Part of a data file
______________________________

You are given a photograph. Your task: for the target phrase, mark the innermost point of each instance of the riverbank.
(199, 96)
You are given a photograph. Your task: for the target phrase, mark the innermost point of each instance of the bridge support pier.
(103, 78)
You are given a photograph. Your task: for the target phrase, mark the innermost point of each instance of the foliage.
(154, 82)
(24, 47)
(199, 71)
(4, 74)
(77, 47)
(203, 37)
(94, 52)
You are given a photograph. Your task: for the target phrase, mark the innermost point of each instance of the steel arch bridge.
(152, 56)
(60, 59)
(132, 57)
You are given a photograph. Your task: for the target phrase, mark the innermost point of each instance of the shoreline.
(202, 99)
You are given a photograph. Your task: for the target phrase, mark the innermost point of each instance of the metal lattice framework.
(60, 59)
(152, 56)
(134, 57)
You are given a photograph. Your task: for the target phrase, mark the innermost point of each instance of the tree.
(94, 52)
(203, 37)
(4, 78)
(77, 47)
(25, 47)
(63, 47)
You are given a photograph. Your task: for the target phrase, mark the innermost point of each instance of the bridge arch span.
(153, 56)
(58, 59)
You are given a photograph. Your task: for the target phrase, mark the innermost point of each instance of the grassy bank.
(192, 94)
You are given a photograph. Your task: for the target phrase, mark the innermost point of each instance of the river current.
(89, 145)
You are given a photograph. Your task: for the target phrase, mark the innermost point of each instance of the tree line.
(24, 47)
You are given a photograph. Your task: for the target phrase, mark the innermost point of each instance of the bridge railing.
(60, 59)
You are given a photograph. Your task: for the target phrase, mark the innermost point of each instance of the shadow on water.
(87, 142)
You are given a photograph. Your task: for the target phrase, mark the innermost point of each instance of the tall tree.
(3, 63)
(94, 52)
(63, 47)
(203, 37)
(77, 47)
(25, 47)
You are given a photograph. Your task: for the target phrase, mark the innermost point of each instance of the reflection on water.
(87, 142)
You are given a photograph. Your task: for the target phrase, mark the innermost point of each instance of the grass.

______________________________

> **To do**:
Copy all of the material above line for line, changing nothing.

> **Full response**:
You are given a photograph. Your task: for the target phrase, mark the innermost point of each instance of the riverbank.
(199, 96)
You are given a photograph. Your task: for the target phrase, mark the innermost point of each instance of the bridge support pier.
(103, 78)
You are given a photograph. Your task: for the target phrase, mark the innermost point of each instance of the foliage.
(154, 82)
(24, 47)
(199, 71)
(4, 74)
(77, 47)
(203, 37)
(94, 52)
You are given a photograph. Your task: for the target phrase, mark the innermost point of each instance of the steel arch bridge.
(152, 56)
(60, 59)
(132, 57)
You are given a photograph. Your task: for the target phrase, mark the innermost point of each instance of the shoreline.
(202, 99)
You are given a photograph. Your task: for the target phrase, mark the innermost point of each instance of the metal lattice framework.
(60, 59)
(152, 56)
(134, 57)
You are given a photograph. Your task: for the target phrase, mark the innermost point of each instance of the tree.
(94, 52)
(203, 37)
(4, 78)
(77, 47)
(25, 47)
(63, 47)
You are given a photograph. Your task: for the target phrase, mark the innermost point of each instance of the bridge arch span.
(153, 56)
(58, 59)
You are given a photograph. Your task: for the target phrase, mark the innermost point of each instance of the grassy bank.
(192, 94)
You are given a photograph. Your task: for the target phrase, mark the innermost point of each instance of the river current.
(89, 145)
You are given a photograph. Your task: for the target phrase, mark the innermost point of each instance of the tree line.
(24, 47)
You are given a photograph. Your task: for the target phrase, mark the innermost point of each instance of the bridge railing.
(60, 59)
You are given a photograph. Your task: for the target phrase, mark the innermost point of each instance of the shadow on water.
(87, 142)
You are given a photograph. Your task: for the target phrase, mark the innermost point of each instance of the tall tree.
(3, 63)
(94, 52)
(63, 47)
(203, 37)
(77, 47)
(25, 47)
You are given a photograph. Your task: for the target phrase, mark the innermost point of each instance of the reflection on water.
(87, 142)
You are given a photograph. Your task: for the target phrase, mark the innermost point of each instance of the grass.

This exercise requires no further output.